WHAT THIS TASK INVOLVES
Only the lines from the one containing "For every instance of the wood wainscoting, the" to the end of the records belong in the copy. Reproduce them word for word and drop the pictures.

____________________

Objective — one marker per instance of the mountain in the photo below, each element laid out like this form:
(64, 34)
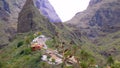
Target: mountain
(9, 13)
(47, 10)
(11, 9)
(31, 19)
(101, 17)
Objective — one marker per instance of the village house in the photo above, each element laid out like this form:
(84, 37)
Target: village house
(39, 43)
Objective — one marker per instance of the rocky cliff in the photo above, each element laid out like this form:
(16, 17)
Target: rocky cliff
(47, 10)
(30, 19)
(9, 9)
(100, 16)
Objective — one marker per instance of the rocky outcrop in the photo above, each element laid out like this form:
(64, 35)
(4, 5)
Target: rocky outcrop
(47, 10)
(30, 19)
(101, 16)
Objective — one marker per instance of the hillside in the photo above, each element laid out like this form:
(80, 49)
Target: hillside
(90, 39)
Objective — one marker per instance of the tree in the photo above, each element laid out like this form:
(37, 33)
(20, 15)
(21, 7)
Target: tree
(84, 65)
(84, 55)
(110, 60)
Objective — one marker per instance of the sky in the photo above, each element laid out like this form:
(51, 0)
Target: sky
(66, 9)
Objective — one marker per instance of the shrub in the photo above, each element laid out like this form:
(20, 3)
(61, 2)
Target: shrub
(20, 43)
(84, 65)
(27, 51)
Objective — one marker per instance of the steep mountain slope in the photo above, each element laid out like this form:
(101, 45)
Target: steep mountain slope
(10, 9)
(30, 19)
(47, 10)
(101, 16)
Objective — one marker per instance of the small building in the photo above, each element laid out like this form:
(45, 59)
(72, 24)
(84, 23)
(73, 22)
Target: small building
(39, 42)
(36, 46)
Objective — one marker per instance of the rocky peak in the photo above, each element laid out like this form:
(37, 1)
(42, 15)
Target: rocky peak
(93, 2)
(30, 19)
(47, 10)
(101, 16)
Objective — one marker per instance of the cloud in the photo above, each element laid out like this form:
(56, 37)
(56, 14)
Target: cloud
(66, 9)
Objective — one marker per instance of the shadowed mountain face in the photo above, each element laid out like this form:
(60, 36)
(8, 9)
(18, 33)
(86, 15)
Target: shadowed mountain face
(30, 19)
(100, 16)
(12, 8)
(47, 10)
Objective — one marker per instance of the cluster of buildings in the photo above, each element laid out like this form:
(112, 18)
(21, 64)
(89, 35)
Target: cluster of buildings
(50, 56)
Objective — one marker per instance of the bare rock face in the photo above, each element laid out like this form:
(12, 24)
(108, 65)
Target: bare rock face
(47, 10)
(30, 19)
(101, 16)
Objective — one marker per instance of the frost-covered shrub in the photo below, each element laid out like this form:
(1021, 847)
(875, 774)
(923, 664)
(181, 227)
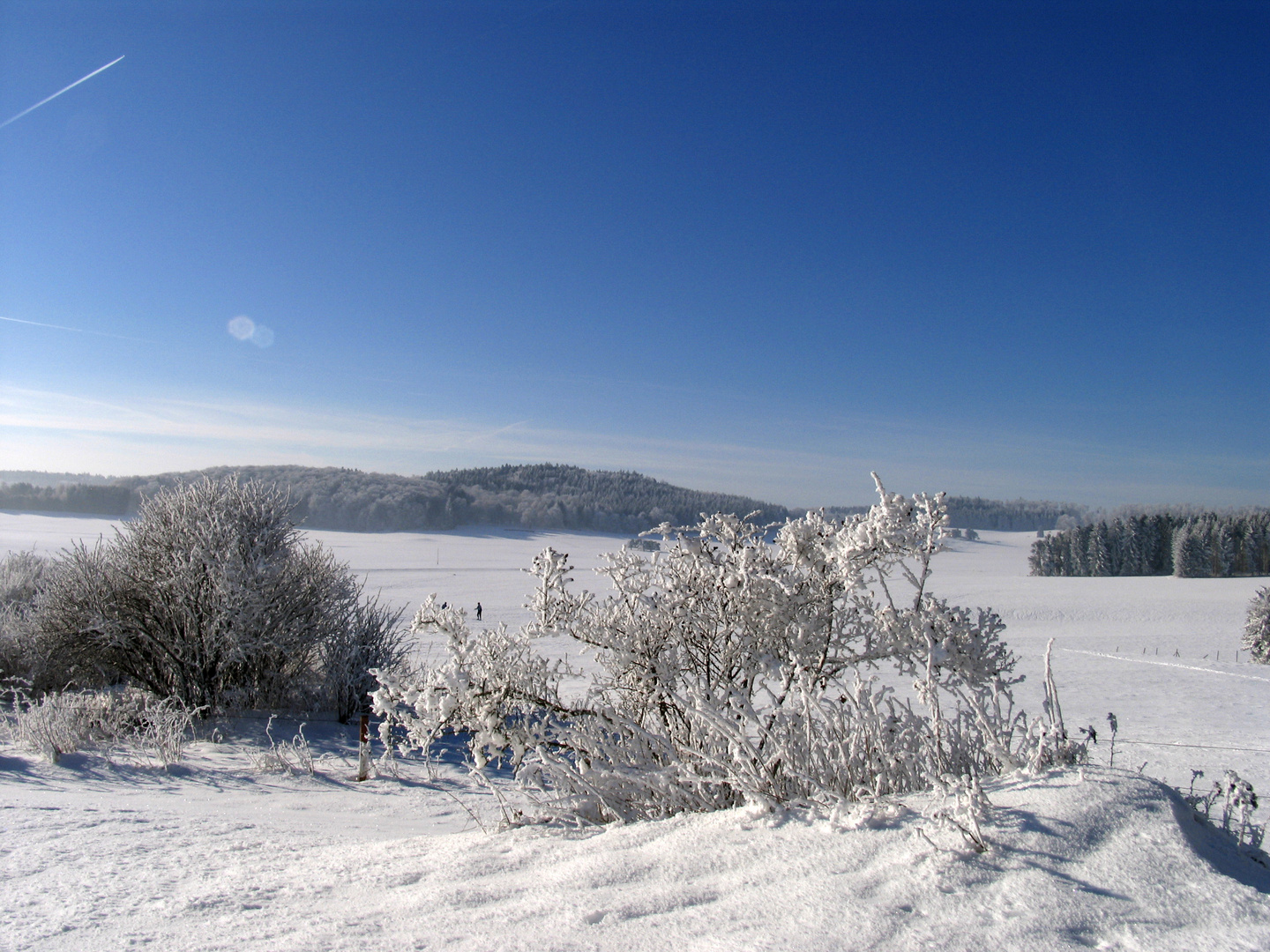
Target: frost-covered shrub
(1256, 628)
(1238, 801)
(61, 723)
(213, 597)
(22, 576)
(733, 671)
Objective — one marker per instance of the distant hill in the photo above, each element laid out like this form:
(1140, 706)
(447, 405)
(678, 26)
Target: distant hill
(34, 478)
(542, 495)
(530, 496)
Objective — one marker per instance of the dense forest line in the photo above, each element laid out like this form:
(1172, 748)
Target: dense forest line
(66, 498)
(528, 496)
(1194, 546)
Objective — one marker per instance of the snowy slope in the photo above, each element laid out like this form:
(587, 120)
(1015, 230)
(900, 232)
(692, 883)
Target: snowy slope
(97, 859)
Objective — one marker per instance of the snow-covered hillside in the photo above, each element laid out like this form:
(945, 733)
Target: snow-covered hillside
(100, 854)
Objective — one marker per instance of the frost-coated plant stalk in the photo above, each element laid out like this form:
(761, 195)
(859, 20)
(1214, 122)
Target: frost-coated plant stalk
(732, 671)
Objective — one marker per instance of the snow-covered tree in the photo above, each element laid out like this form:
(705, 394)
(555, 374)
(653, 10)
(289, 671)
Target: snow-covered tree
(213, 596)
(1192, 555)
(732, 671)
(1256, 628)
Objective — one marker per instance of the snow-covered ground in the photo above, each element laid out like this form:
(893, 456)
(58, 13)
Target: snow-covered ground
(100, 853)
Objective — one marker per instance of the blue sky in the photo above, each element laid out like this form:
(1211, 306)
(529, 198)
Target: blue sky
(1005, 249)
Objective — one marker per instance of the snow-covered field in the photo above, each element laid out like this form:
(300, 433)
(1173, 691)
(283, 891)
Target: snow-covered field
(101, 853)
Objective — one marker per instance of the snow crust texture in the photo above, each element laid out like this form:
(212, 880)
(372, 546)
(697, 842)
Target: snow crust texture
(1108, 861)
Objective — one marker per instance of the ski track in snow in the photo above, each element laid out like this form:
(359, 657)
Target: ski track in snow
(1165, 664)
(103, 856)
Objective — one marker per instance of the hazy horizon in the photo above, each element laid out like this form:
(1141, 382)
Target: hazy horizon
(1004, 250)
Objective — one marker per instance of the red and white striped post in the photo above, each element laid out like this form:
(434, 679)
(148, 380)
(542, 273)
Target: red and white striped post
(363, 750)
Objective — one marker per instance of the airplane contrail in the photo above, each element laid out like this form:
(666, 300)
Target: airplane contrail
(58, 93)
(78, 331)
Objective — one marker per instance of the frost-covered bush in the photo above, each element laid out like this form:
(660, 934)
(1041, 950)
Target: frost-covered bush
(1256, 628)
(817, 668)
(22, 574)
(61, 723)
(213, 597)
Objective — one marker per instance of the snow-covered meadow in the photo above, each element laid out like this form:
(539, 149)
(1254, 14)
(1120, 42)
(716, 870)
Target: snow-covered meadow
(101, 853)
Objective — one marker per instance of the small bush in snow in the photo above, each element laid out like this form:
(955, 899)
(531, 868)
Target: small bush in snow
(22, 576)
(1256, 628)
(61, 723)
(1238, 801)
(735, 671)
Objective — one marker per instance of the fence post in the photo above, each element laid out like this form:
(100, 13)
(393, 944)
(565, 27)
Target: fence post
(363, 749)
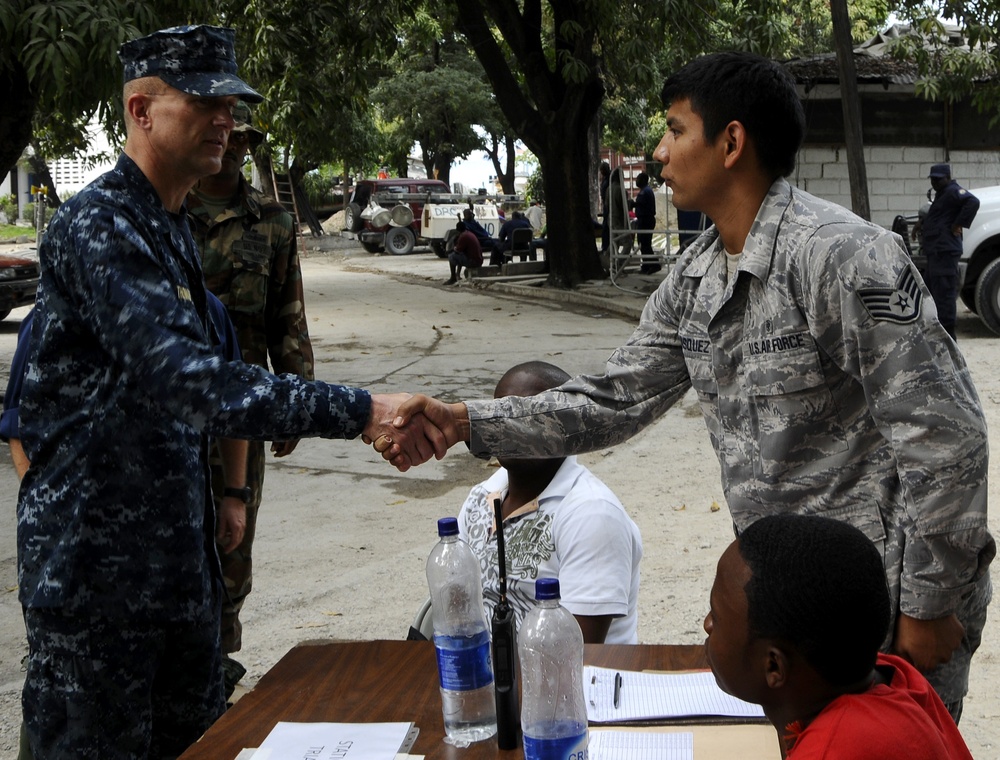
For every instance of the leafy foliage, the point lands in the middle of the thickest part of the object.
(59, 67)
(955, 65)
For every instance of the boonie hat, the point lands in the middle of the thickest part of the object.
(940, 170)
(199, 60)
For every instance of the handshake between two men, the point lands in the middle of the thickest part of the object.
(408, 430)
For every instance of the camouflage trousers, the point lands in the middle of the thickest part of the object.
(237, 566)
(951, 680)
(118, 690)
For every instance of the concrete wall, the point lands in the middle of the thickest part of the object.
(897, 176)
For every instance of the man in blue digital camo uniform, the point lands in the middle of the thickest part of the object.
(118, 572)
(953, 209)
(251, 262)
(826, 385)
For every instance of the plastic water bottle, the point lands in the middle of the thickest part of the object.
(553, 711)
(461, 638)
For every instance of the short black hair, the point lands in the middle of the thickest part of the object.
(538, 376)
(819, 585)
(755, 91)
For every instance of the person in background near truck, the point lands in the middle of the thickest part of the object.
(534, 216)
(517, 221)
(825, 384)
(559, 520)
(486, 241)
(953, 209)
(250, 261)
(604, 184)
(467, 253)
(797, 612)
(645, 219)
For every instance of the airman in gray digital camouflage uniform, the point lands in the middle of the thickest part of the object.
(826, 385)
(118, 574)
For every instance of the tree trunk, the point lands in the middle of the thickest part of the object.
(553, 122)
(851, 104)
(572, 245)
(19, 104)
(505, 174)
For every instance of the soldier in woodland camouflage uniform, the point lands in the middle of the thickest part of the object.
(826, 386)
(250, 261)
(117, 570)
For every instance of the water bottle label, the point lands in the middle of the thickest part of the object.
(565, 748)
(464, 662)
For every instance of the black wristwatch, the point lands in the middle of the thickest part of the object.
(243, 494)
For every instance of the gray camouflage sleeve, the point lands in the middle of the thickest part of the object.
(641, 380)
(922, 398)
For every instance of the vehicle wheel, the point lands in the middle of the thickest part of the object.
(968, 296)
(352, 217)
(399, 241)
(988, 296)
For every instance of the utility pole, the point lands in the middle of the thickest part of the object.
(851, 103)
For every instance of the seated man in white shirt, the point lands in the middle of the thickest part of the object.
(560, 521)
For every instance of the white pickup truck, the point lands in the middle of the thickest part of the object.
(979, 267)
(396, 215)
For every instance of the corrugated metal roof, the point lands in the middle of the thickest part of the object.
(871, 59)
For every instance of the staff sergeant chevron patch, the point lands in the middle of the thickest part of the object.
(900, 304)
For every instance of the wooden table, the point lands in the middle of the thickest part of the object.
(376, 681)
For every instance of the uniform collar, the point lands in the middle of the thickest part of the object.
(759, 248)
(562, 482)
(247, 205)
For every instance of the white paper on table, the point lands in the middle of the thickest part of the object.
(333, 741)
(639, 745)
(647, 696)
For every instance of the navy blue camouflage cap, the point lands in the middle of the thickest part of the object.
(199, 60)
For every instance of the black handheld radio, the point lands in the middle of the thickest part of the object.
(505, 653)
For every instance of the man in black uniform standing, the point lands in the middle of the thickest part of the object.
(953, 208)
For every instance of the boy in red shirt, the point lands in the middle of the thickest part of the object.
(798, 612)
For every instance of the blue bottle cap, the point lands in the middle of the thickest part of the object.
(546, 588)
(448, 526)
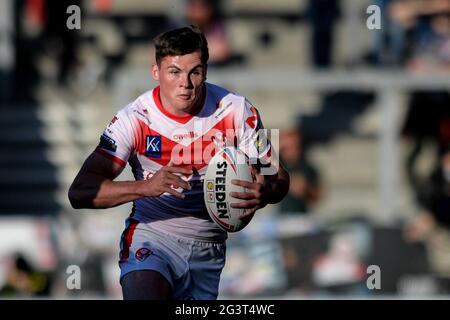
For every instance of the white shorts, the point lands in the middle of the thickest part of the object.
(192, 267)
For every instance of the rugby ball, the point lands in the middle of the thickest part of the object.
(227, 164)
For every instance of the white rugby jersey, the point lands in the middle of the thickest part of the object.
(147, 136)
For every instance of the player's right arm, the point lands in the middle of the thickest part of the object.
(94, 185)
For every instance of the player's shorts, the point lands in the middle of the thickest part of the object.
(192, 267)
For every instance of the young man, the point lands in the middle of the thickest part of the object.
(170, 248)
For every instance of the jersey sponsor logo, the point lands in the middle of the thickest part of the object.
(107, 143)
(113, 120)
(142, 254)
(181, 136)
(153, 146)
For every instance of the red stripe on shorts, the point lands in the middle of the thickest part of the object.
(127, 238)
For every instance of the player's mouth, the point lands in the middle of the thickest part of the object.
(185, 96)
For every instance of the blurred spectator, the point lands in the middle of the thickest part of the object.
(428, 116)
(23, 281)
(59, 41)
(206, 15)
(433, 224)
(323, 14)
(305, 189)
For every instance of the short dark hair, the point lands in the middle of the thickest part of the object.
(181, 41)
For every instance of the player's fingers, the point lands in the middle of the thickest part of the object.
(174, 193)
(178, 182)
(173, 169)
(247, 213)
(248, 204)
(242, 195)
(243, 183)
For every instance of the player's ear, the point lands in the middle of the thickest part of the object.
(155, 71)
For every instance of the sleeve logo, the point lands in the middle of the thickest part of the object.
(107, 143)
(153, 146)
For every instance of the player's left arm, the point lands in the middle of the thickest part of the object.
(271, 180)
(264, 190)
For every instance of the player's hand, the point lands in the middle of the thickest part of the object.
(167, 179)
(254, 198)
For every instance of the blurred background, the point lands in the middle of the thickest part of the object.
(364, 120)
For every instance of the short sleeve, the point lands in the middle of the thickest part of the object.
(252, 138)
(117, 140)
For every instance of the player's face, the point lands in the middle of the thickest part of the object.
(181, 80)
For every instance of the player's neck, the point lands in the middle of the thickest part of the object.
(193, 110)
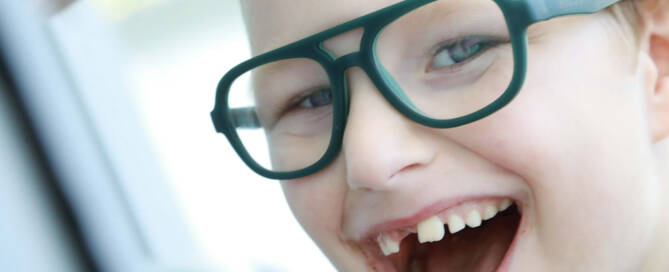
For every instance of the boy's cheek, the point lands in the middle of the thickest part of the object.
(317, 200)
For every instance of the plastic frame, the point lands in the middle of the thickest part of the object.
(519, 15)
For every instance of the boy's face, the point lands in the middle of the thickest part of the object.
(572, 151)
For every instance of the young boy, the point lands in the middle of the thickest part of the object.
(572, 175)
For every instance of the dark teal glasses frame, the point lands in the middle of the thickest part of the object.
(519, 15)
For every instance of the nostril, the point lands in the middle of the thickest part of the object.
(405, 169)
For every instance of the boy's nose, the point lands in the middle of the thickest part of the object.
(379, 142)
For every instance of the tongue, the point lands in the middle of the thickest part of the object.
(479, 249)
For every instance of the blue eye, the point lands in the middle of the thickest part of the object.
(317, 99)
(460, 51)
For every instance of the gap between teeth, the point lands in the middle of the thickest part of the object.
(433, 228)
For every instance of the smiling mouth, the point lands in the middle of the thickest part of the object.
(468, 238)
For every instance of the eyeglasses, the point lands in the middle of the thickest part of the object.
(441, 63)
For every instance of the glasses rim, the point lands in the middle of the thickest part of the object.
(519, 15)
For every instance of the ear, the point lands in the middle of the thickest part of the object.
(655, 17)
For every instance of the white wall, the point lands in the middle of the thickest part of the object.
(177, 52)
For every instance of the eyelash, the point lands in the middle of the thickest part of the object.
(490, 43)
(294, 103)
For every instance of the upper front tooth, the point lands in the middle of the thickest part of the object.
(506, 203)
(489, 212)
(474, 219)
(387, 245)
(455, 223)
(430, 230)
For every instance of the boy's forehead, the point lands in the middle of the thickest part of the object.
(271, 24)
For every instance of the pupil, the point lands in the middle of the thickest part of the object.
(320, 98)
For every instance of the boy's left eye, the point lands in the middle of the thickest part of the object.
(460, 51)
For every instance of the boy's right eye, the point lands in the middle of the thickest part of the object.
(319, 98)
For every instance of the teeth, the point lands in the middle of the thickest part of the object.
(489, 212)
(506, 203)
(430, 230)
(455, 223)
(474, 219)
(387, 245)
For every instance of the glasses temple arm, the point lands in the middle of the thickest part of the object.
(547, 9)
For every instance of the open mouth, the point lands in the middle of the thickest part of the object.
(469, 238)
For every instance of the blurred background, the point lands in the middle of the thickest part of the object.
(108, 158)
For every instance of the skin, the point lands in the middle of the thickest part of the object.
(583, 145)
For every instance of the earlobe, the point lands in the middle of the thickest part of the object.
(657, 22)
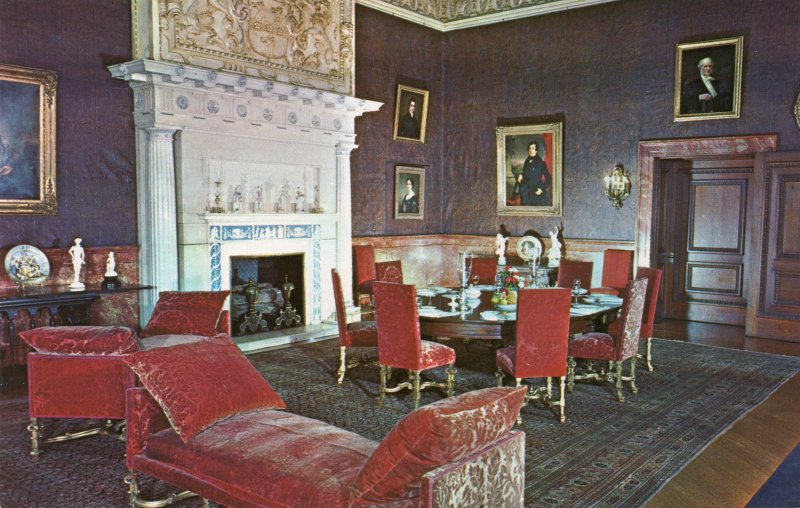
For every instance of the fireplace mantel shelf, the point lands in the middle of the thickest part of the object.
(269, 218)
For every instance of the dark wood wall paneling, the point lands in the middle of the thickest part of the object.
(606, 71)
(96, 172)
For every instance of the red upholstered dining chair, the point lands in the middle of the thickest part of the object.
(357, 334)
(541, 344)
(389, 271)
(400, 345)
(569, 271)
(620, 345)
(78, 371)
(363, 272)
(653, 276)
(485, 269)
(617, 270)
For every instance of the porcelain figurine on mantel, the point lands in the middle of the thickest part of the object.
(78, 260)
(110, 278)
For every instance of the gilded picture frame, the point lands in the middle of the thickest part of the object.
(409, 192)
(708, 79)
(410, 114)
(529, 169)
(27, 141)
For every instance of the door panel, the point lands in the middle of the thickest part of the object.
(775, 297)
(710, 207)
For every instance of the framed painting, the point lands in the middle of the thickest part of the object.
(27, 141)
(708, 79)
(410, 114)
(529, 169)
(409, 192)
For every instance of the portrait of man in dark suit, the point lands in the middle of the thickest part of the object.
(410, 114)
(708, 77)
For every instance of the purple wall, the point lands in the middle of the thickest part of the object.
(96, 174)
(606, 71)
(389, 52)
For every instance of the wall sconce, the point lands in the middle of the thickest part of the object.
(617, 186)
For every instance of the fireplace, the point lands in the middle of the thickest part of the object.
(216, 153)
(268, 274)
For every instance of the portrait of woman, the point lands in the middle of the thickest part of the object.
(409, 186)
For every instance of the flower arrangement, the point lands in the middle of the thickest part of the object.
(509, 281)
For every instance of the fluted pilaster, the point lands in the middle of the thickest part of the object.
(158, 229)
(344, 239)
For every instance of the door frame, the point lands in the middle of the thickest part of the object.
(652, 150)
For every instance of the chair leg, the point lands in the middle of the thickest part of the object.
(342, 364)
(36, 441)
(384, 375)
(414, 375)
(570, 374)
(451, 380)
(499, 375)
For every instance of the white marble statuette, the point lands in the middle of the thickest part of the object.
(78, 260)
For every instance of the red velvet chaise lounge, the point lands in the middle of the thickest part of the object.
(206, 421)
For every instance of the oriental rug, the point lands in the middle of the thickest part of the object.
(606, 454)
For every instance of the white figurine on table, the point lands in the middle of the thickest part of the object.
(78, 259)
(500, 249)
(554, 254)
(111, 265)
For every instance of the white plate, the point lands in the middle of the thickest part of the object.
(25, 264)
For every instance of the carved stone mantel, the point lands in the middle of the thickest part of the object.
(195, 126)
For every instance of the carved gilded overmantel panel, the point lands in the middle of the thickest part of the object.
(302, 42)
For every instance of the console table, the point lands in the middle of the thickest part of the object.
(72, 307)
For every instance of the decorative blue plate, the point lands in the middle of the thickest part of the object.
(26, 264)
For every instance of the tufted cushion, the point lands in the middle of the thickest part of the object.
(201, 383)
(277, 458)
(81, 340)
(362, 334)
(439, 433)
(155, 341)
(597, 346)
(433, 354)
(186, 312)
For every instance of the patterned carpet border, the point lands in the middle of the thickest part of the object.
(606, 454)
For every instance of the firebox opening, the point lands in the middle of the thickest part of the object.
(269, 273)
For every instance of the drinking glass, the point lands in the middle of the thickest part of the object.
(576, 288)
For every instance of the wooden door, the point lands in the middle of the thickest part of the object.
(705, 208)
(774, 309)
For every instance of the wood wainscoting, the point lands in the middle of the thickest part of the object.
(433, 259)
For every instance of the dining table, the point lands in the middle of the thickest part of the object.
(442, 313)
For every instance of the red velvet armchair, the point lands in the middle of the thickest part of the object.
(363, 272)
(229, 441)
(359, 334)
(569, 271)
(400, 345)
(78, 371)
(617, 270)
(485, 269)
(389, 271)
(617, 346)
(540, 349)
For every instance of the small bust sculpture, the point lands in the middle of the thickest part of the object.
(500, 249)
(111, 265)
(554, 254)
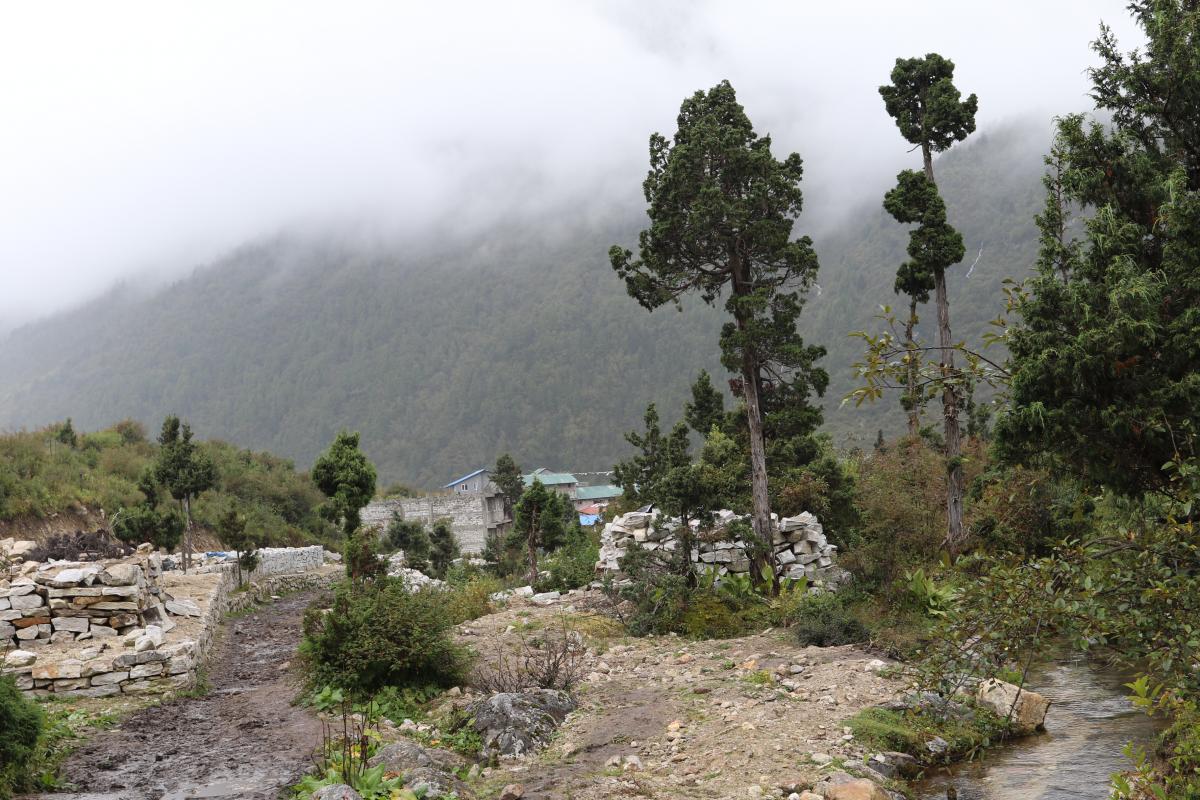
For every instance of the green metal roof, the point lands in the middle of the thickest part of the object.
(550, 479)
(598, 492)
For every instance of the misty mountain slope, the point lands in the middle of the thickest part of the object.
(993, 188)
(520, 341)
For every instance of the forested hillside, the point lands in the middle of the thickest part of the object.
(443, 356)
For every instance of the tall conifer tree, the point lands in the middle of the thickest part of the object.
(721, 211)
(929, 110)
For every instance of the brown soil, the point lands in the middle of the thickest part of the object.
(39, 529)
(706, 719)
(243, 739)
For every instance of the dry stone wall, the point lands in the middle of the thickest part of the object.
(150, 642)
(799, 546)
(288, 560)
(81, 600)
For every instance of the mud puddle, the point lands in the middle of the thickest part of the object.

____________________

RESPONSE TO THIS TASK
For every instance of the wood wainscoting, the point lands in the middle of the thickest part of the object.
(433, 259)
For every instance of the dining table, the point lands in the middle of the thickest part of the object.
(442, 313)
For every instance of the red velvet armchair, the point lands in the middle of the thickest part of the object.
(363, 272)
(229, 441)
(359, 334)
(569, 271)
(400, 345)
(78, 371)
(617, 270)
(485, 269)
(389, 271)
(617, 346)
(540, 349)
For every instance of the small bust sculpture, the point lands in the middle of the thickest part of the object.
(500, 249)
(111, 265)
(554, 254)
For every instance of the green metal roof, the point lands in the middle of the thickest part of the object.
(550, 479)
(598, 492)
For every instance of the misty mountain slope, the point lands in the middle of the thickest part of the object.
(993, 188)
(520, 341)
For every instance of the forested hillside, the point lands in the middle of the thickest part of the object.
(443, 356)
For every instance of the tall conifer tree, the point lands in the middle of the thickest part of the object.
(721, 211)
(929, 110)
For every instance of the brown soil, the point lands in the middle of the thickest part of the object.
(39, 529)
(706, 719)
(243, 739)
For every instance of the dry stone wall, the point lands in the middle of the thickest part of the object.
(150, 642)
(799, 546)
(288, 560)
(81, 600)
For every instance of the mud puddle, the point lands in the middle of the thickest part of the object.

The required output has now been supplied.